Notre avis : Publié entre 1516 (première version) et 1532 (version ultime en 46 chants et 38736 vers) l’Orlando Furioso de Ludovico Ariosto est un lointain descendant de la Chanson de Roland. Il fait suite à l’Orlando innamorato de Boiardo et réécrit dans une veine magico-ironique l’épopée carolingienne (associée à des éléments issus de la saga arthurienne) à l’usage de la cour renaissance des Este. C’est un classique de la littérature italienne et mondiale dont la trame foisonnante a fournit la matière à un nombre incommensurable de livrets d’opéra (de la Liberazione di Ruggiero dall’isola d’Alcina de Francesca Caccini aux deux Orlando de Vivaldi en passant par l’Alcina de Händel, pour n’en citer que quelques uns) et inspiré une multitude de peintres et illustrateurs.

▶ [Lignes brutes]
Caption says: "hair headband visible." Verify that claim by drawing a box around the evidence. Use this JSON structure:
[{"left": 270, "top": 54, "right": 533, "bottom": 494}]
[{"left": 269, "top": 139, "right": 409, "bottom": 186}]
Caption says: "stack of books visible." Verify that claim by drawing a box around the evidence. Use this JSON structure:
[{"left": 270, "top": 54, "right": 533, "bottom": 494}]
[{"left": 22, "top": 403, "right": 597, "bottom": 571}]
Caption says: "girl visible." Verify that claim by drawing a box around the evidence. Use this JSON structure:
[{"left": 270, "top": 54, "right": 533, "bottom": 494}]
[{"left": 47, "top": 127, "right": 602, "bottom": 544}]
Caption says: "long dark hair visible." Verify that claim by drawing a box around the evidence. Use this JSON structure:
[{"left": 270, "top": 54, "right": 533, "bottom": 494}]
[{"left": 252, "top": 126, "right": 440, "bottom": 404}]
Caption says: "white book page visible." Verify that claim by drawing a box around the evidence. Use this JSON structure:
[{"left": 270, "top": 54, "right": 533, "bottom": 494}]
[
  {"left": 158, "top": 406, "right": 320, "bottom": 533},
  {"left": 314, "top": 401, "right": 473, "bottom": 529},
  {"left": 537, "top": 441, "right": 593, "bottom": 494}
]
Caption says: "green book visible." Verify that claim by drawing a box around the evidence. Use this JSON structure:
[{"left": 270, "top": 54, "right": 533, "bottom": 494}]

▶ [Consigne]
D'après l'extrait sur l'Orlando Furioso, de quelle œuvre de Boiardo ce poème est-il la suite ? Les lignes forment un matériau distinct de l'extrait.

▶ [Réponse complète]
Il fait suite à l'Orlando innamorato de Boiardo.